- THE DATA -
>>

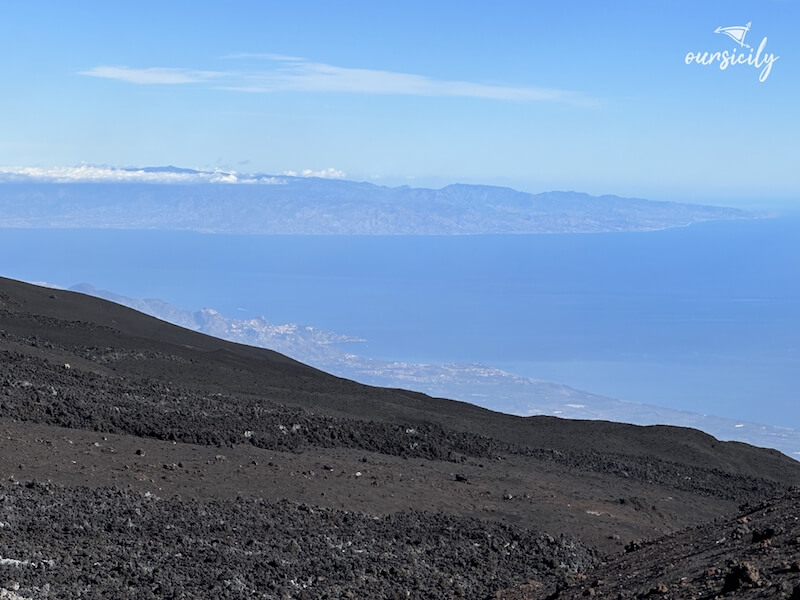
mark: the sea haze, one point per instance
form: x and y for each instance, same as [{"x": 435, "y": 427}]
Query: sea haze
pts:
[{"x": 703, "y": 318}]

<<

- WORK INSTRUCTIONS -
Line tally for "instance": say how many lines of the records above contain it, and give nothing but the number.

- SOLUTION -
2